## Untersuchter Text

○ ○ ○ ○

Versucht man in der Galerie Alte Meister  sich mit Hilfe eines Telefons Notizen zu machen, wird man schnell aber bestimmt darauf hingewiesen, dass die Benutzung von Telefonen oder Tablets dort nicht gestattet ist. Wiederkehrendes Argument ist: “Das ist wie eine Kirche hier.” Was ist damit gemeint und wieso das Verbot?

Bringen  Telefone oder Rechner Aktivitäten in die heiligen Hallen des Museums, die ohne technische Unterstützung nicht möglich wären? Fotografieren:  ist ohnehin verboten. Lautes Sprechen: wäre auch analog möglich und verbietet sich durch die Etikette. Übersetzen von Wörtern: können nicht-deutschsprachige Besucher mit mitgebrachten Wörterbuchern erledigen. Einholen von Informationen: geschieht, wie vielfach zu beobachten ist, qua Audioguide, Reiseführer in Buchform oder freundliche Mitarbeiter des Museums.

Wenn also all diese Aktivitäten keineswegs durch die Technik in das Museum gebracht werden, sondern dort schon praktiziert werden, wo ist dann das Problem mit den Geräten? Schäden an den Bildern oder Irritationen der Überwachungstechnik  durch Strahlung oder Elektrosmog sind schließlich nicht zu befürchten, das bestätigt sogar das Museumspersonal.

Nein, der Grund ist, “es ist wie eine Kirche hier.” Das Museum wird zu einem sakralen Ort erklärt, dessen besonderer Status gewahrt bleiben soll. Von Telefonen und Tablets wird vermutet, dass sie per se mit dieser quasi-Transzendenz unvereinbar sind. Die Angst ist, dass die bloße Anwesenheit von Technik die Außeralltäglichkeit der Galerie zerstört: “Wenn einer anfängt, dann benutzen das hier alle.” Dieser Auffassung wiird allerdings nicht konsequent gefolgt, da für die Ausstellung Die Sixtinische Madonna. Raffaels Kultbild wird 500 eine App angeboten wurde.

○ ○ ○ ○

## Gezeigte Einträge
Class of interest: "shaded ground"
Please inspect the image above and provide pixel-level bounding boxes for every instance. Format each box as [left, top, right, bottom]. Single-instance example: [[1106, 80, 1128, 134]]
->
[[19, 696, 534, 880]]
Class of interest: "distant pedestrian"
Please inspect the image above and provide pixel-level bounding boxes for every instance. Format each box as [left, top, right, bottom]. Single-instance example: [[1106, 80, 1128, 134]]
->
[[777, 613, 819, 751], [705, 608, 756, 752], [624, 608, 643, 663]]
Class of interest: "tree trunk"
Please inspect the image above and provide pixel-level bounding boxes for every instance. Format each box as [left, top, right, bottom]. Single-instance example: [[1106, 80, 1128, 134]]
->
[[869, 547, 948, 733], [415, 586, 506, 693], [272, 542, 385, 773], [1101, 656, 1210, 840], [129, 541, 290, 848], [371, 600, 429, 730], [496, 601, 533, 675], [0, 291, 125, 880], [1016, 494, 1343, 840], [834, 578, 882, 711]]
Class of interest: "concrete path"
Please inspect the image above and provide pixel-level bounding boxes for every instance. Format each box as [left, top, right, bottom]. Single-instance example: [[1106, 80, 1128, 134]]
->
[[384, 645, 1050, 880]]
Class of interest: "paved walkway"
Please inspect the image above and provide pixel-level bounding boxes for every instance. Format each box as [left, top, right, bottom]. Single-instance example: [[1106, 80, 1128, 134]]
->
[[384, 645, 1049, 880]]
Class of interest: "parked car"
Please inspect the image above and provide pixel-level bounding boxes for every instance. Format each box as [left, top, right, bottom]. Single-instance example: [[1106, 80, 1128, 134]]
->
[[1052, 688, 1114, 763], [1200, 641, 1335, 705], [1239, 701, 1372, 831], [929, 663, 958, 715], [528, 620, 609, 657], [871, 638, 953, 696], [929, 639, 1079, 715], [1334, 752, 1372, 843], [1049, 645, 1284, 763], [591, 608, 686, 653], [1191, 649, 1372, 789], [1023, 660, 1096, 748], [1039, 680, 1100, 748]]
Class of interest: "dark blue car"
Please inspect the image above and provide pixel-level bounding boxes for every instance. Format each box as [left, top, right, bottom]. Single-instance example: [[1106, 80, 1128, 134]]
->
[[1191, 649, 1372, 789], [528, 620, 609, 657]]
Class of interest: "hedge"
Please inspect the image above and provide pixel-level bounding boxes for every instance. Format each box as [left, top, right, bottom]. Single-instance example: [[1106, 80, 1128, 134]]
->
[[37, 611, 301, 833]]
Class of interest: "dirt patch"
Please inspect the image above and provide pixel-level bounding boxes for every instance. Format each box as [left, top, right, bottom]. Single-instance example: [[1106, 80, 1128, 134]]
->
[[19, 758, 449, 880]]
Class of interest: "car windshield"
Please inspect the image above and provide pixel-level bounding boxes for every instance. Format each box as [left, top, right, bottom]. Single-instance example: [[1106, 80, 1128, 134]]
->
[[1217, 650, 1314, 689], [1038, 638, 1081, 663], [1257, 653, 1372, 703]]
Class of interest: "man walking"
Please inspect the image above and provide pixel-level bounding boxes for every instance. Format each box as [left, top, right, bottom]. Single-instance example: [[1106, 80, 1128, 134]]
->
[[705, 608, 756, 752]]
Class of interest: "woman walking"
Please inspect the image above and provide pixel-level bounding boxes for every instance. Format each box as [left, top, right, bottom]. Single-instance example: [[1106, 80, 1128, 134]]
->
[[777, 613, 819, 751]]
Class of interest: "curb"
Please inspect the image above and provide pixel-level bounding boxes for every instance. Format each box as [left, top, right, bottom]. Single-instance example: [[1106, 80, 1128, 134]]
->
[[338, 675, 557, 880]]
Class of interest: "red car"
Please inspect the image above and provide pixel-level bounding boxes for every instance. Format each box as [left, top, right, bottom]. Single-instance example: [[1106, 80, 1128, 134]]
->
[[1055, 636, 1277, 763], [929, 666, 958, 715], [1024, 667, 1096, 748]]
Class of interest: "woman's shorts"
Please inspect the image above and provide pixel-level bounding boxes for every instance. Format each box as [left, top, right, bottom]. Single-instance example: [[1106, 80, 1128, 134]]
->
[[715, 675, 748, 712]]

○ ○ ○ ○

## Aufgabenstellung
Schreibe den Text über das Geräteverbot in der Galerie Alte Meister im Anschluss an seinen letzten Satz weiter.

## Schriftliche Antwort
Eine weitere Befürchtung sind Verstöße gegen das Urheberrecht. “Nicht alle Besucher”, so erfährt man, “wissen, dass sie Fotos nicht einfach ins Internet stellen können, ohne Rechte zu verletzen.” Da das Fotografieren allerdings ohnehin verboten ist und die Rechtsverstöße ja in der individuellen Verantwortung der Besucher liegen, ist das vorbeugende Verbot bestimmter Geräte wenig nachvollziehbar.

Grundlegend für das Technik- und Selbstverständnis der Alten Meister scheint jedoch der Einwand, die Technik würde die Konzentration auf die Kunst vermindern. Anders als Audio-Guides (die bei Maximallautstärke eine erhebliche Lärmbelästigung darstellen können) und Führungen, deren Teilnehmer dem nichts ahnenden Betrachter der Werke unvermittelt den Blick verstellen können, würden Telefone und Tablets auch nicht-kunstbezogene Beschäftigungen erlauben. Ganz anderer Fall als das Gespräch eines Pärchens, dass sich von den Bildunterschriften der Renaissance-Gemälde Inspiration für die Namensgebung ihres Nachwuchses inspirieren lassen wollte–

Was in der Gemäldegalerie Alte Meister zur Zeit mit Strenge durchgesetzt wird, ist eine Einschränkung der Freiheit, mit Hilfe von Technik auf Informationen zuzugreifen, die  nicht von den Ausstellungsmachern bedacht und ausgewählt wurden. Das wenig überzeungende Argument ist eine Störung der Sakralität dieses “Heiligthumes der Kunst”. Da von den Besuchern  analoge (d.h. gedruckte oder menschliche) Informations- und Störquellen durchaus in Verwendung genommen dürfen, bleibt nach dem Besuch des Museums der Eindruck, dass es sich um eine rein ästhetische Entscheidung handelt.

Beim Hinausgehen auf die Straße war ich daher nachträglich verwundert, dass ich mit Jeans bekleidet überhaupt in die heiligen Hallen vorgelassen worden war.